TASK STATEMENT. Locate each line in the material below that contains the word "denim", and copy those lines out.

Dataset items:
○ ○ ○
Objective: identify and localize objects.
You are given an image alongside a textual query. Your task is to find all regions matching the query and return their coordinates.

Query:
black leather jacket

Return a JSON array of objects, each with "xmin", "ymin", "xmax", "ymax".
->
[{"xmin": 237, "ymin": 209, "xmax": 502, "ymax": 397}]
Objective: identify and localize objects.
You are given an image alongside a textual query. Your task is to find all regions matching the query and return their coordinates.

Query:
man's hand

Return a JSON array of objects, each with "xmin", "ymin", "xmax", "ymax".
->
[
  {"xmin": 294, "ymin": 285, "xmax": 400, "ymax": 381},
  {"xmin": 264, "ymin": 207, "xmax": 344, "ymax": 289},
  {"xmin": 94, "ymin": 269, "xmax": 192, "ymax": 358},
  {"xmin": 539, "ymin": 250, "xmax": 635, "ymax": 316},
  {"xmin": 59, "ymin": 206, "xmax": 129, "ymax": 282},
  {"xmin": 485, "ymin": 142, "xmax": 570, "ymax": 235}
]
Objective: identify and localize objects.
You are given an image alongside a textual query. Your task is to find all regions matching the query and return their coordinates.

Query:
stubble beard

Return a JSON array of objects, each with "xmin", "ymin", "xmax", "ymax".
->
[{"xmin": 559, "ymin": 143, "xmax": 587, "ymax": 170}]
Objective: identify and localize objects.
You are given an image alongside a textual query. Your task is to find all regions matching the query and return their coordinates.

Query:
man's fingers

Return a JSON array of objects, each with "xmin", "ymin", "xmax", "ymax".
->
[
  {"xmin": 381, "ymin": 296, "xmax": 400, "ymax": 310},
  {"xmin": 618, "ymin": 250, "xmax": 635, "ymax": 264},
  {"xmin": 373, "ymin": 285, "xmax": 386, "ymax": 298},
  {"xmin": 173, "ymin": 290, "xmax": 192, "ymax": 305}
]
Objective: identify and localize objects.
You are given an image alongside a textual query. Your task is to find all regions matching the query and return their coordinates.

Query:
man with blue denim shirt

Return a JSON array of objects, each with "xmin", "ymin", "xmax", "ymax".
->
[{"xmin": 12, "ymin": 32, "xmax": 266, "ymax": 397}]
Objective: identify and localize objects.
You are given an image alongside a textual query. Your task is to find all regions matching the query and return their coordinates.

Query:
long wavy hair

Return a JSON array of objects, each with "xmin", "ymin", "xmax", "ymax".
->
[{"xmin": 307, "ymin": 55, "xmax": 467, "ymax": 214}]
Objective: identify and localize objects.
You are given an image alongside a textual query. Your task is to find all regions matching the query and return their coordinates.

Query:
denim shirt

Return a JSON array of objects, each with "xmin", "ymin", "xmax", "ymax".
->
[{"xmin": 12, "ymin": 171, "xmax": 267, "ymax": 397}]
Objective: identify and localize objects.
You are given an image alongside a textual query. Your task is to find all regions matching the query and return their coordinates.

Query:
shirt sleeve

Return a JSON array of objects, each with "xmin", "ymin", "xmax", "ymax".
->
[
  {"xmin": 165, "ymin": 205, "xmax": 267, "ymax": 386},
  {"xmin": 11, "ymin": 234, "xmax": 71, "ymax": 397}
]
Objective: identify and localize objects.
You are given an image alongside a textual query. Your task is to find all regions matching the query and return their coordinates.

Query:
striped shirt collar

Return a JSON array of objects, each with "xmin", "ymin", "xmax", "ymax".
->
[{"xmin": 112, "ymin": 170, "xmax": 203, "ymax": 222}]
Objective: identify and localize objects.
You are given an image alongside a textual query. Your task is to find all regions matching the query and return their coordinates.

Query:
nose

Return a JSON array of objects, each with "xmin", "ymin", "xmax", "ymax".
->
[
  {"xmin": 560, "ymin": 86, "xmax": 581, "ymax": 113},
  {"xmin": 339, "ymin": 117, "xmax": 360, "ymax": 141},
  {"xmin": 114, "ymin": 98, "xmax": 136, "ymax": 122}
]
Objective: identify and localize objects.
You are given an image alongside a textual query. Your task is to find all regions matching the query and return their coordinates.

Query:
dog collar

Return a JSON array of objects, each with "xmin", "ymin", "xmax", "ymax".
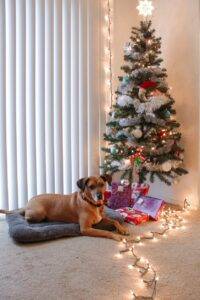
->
[{"xmin": 81, "ymin": 193, "xmax": 104, "ymax": 207}]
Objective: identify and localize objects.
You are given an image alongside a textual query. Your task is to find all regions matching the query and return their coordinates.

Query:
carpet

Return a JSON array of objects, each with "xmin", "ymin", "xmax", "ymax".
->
[{"xmin": 0, "ymin": 211, "xmax": 200, "ymax": 300}]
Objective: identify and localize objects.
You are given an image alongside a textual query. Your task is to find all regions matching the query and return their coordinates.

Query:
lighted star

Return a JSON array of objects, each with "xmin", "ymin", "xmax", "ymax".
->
[{"xmin": 137, "ymin": 0, "xmax": 154, "ymax": 17}]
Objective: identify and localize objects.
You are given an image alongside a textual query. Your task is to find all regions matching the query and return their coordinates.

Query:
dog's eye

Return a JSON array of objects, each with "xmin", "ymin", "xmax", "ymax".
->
[{"xmin": 89, "ymin": 185, "xmax": 96, "ymax": 190}]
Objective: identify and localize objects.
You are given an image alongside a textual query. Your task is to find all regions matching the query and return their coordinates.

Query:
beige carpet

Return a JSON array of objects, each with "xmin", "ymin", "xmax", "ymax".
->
[{"xmin": 0, "ymin": 211, "xmax": 200, "ymax": 300}]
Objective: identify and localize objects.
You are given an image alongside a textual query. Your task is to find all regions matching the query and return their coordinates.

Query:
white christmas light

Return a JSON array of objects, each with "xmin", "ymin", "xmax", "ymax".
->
[{"xmin": 137, "ymin": 0, "xmax": 154, "ymax": 17}]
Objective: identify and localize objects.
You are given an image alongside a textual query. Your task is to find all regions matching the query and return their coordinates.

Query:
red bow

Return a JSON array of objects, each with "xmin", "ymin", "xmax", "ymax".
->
[{"xmin": 140, "ymin": 80, "xmax": 157, "ymax": 89}]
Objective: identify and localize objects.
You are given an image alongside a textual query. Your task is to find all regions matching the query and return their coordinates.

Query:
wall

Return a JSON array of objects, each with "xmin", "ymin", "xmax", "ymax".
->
[{"xmin": 113, "ymin": 0, "xmax": 199, "ymax": 206}]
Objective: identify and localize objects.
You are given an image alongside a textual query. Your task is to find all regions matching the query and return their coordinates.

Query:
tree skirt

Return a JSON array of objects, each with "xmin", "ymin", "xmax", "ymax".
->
[{"xmin": 6, "ymin": 207, "xmax": 123, "ymax": 243}]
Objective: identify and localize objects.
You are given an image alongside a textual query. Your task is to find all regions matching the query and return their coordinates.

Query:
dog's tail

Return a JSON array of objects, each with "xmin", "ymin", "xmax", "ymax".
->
[{"xmin": 0, "ymin": 208, "xmax": 25, "ymax": 215}]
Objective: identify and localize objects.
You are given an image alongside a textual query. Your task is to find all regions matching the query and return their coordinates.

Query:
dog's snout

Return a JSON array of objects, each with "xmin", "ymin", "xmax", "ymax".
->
[{"xmin": 97, "ymin": 193, "xmax": 102, "ymax": 200}]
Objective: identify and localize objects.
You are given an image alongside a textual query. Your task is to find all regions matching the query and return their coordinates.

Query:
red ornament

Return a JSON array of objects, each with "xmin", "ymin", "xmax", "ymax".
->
[{"xmin": 140, "ymin": 80, "xmax": 157, "ymax": 89}]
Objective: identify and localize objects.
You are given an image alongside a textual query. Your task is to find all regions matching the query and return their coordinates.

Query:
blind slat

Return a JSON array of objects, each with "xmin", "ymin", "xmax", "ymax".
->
[
  {"xmin": 26, "ymin": 0, "xmax": 37, "ymax": 199},
  {"xmin": 0, "ymin": 0, "xmax": 8, "ymax": 209},
  {"xmin": 71, "ymin": 0, "xmax": 79, "ymax": 191},
  {"xmin": 54, "ymin": 0, "xmax": 63, "ymax": 193},
  {"xmin": 62, "ymin": 0, "xmax": 72, "ymax": 194},
  {"xmin": 35, "ymin": 0, "xmax": 46, "ymax": 194},
  {"xmin": 45, "ymin": 0, "xmax": 55, "ymax": 193},
  {"xmin": 16, "ymin": 0, "xmax": 28, "ymax": 207},
  {"xmin": 5, "ymin": 0, "xmax": 18, "ymax": 209}
]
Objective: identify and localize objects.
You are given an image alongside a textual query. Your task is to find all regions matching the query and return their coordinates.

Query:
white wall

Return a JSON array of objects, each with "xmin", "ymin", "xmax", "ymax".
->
[{"xmin": 113, "ymin": 0, "xmax": 200, "ymax": 206}]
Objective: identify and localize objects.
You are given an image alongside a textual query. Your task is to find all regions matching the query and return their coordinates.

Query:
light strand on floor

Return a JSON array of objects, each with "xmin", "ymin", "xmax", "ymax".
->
[{"xmin": 115, "ymin": 199, "xmax": 190, "ymax": 300}]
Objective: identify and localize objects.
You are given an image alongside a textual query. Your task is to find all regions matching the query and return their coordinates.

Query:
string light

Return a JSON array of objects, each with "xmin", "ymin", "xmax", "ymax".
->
[{"xmin": 115, "ymin": 199, "xmax": 190, "ymax": 300}]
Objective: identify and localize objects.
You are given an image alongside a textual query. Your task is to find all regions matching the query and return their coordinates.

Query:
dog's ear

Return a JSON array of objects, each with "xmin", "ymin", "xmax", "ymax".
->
[
  {"xmin": 76, "ymin": 177, "xmax": 88, "ymax": 191},
  {"xmin": 100, "ymin": 174, "xmax": 112, "ymax": 185}
]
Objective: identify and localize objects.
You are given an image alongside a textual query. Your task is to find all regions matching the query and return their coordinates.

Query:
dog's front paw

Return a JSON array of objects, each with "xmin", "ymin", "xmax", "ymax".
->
[
  {"xmin": 118, "ymin": 226, "xmax": 130, "ymax": 235},
  {"xmin": 113, "ymin": 234, "xmax": 123, "ymax": 242}
]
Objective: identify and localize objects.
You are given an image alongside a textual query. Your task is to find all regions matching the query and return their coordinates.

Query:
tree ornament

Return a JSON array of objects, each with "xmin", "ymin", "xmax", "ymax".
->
[
  {"xmin": 162, "ymin": 160, "xmax": 172, "ymax": 172},
  {"xmin": 133, "ymin": 96, "xmax": 170, "ymax": 117},
  {"xmin": 122, "ymin": 76, "xmax": 131, "ymax": 84},
  {"xmin": 119, "ymin": 117, "xmax": 141, "ymax": 127},
  {"xmin": 140, "ymin": 80, "xmax": 157, "ymax": 89},
  {"xmin": 117, "ymin": 95, "xmax": 133, "ymax": 107},
  {"xmin": 121, "ymin": 179, "xmax": 130, "ymax": 186},
  {"xmin": 138, "ymin": 87, "xmax": 147, "ymax": 101},
  {"xmin": 110, "ymin": 160, "xmax": 121, "ymax": 168},
  {"xmin": 132, "ymin": 126, "xmax": 143, "ymax": 139},
  {"xmin": 110, "ymin": 146, "xmax": 119, "ymax": 155},
  {"xmin": 119, "ymin": 159, "xmax": 131, "ymax": 171},
  {"xmin": 124, "ymin": 42, "xmax": 134, "ymax": 56},
  {"xmin": 164, "ymin": 109, "xmax": 171, "ymax": 118}
]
○ ○ ○
EXERCISE OUTPUT.
man with blue denim shirt
denim shirt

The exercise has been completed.